**Coordinate labeling data**
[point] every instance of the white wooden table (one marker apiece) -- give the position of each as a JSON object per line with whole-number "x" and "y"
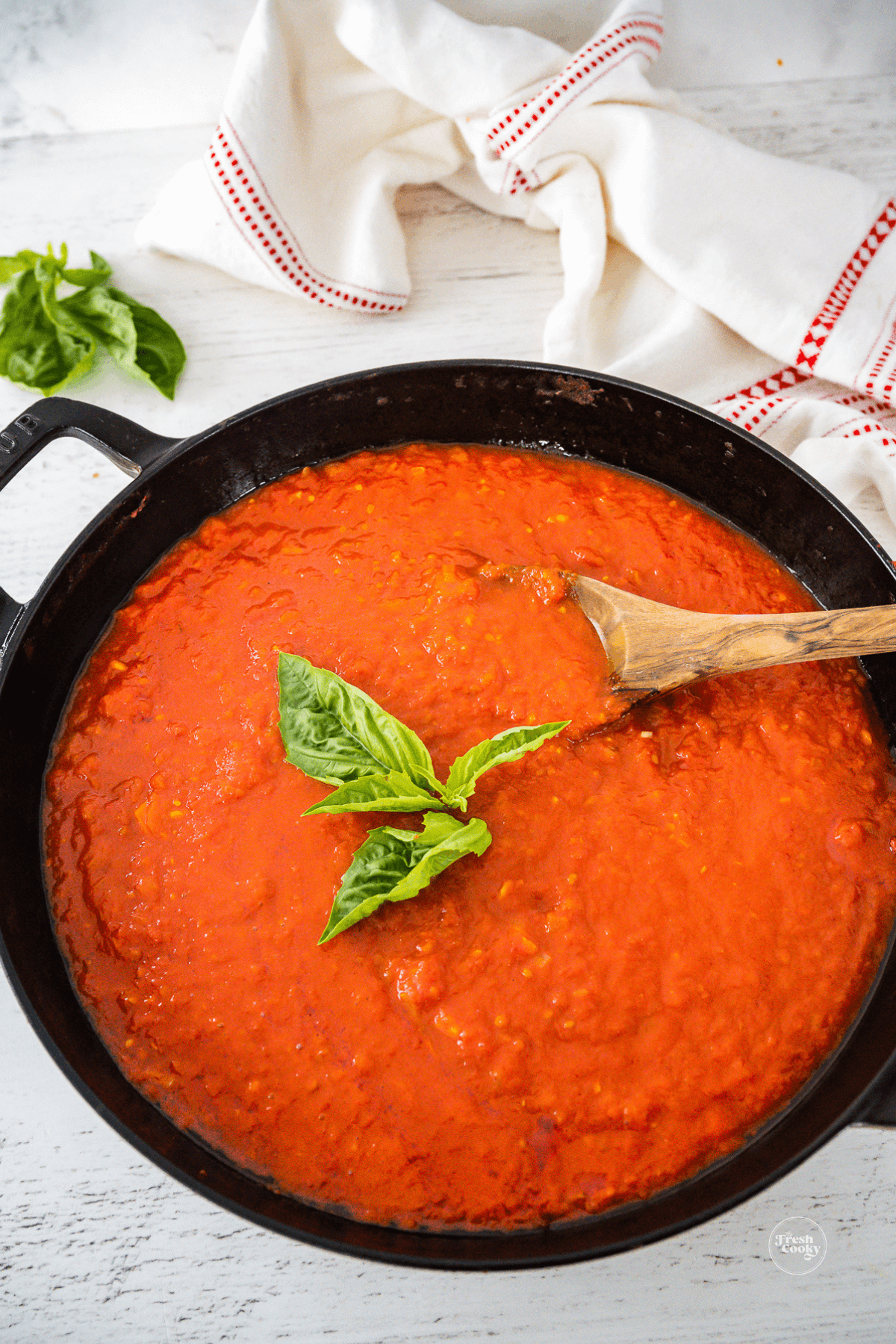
{"x": 96, "y": 1243}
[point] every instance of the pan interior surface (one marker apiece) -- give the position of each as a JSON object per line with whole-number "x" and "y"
{"x": 656, "y": 437}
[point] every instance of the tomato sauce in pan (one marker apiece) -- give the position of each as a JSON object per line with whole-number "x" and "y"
{"x": 673, "y": 927}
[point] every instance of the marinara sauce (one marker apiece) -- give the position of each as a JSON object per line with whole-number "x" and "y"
{"x": 676, "y": 921}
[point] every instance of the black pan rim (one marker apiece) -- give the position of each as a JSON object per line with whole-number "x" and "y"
{"x": 558, "y": 1256}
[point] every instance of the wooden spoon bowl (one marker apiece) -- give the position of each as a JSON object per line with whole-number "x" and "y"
{"x": 653, "y": 648}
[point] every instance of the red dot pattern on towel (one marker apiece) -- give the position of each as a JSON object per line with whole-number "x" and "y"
{"x": 250, "y": 208}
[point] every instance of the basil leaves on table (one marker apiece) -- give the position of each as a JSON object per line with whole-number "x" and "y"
{"x": 47, "y": 342}
{"x": 339, "y": 735}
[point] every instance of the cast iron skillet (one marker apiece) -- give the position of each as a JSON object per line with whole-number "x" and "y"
{"x": 178, "y": 484}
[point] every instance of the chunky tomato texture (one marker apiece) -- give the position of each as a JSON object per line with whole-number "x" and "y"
{"x": 676, "y": 921}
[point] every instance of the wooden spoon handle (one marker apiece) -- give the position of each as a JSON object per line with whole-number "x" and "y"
{"x": 714, "y": 645}
{"x": 662, "y": 647}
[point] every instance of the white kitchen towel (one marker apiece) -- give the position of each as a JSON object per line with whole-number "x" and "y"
{"x": 762, "y": 288}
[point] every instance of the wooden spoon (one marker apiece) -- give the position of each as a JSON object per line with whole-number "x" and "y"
{"x": 653, "y": 648}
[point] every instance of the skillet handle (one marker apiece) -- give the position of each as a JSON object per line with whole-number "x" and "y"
{"x": 882, "y": 1109}
{"x": 128, "y": 445}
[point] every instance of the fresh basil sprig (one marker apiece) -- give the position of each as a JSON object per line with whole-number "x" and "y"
{"x": 47, "y": 342}
{"x": 396, "y": 865}
{"x": 339, "y": 735}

**What needs to be done**
Copy all of the records above with "wooden spoon" replaced by "stirring spoon" and every other part unchanged. Leave out the pictures.

**Finished task**
[point] every instance of the white wooden table (one marker apiece) -- give the position of each as a JSON object per line with whole-number "x" and "y"
{"x": 96, "y": 1243}
[point] every instance of the pan interior surface (one marker apiece) -- give the position of each as a JSON object per line with whole-number "x" and "y"
{"x": 656, "y": 437}
[point] every instance of the tomato sauce in pan (one marker apiece) -- give the position of each as a JSON object per line with whole-number "x" and "y"
{"x": 673, "y": 927}
[point] every instance of the marinara sauce (one marker apiece) -- give the position of each as a JSON object per line with whole-number "x" and "y"
{"x": 676, "y": 921}
[point] every instance of the black pan rim (one marker apiece) -- give the position of each as a JSON object per line with whole-number "x" and "y"
{"x": 558, "y": 1256}
[point] every instance of the stirring spoon bowl (one marker apiece) -- give the position of each as a JSON object per line with whole-number "x" and "y"
{"x": 653, "y": 648}
[point] every instance of the red dot pattern on towel (one marker apiece) -- give the position of each as a JSON object per line with whole-number "x" and "y"
{"x": 250, "y": 208}
[point] every instance of the basil leaves on table (one marker apiece) -- give the position of each as a JSON object per line with whole-number "x" and "y"
{"x": 47, "y": 342}
{"x": 339, "y": 735}
[point] every instance of the cast iron skillet (one marker apiece) -- give the position of each as a JSON object per line with whole-number "x" and "y"
{"x": 178, "y": 484}
[point] every instance of the chunky tomato texture (one marker apiece) -- give the position of each as a JSON object per line with whole-number "x" and "y"
{"x": 676, "y": 921}
[point] every instance of the stirring spoon handle (one marker apiece) -- give the position of each as a JSON object per line with whole-number "x" and "y"
{"x": 714, "y": 645}
{"x": 662, "y": 647}
[point] every instance of the white kitchen towel (one marker apiece) -- give the position of each as a JSON object per line with whole-number "x" and "y"
{"x": 762, "y": 288}
[point] every instance of the stirring spoon (one marker apiece) -- give the position of each as a JSON object per line with whole-number "x" and "y"
{"x": 653, "y": 648}
[point] every instance of the skillet handle (one marker apiece) -- give the position of each as a JSON object per line with whole-number "x" and "y"
{"x": 882, "y": 1109}
{"x": 128, "y": 445}
[point] every instance of the fresh basil sprig (one marker apiece) -- give the position of each as a JSON object per line with whole-number "x" and "y"
{"x": 47, "y": 342}
{"x": 396, "y": 865}
{"x": 339, "y": 735}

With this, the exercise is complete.